• **What is expected**: Look through the data below and count each line where the word "single" appears. Reply with the count alone.

▼▼▼

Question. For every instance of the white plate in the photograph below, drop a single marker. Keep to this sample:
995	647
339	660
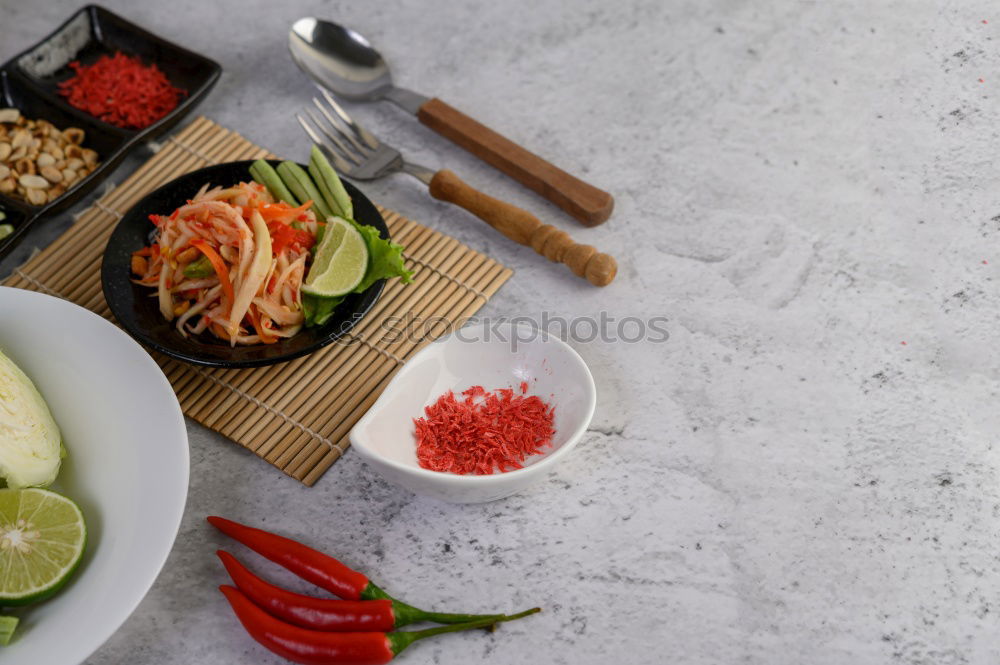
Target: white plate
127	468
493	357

▲▲▲
▼▼▼

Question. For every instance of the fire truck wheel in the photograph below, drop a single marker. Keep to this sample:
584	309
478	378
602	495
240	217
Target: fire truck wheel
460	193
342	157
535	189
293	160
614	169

▲▲▲

• **Answer**: 2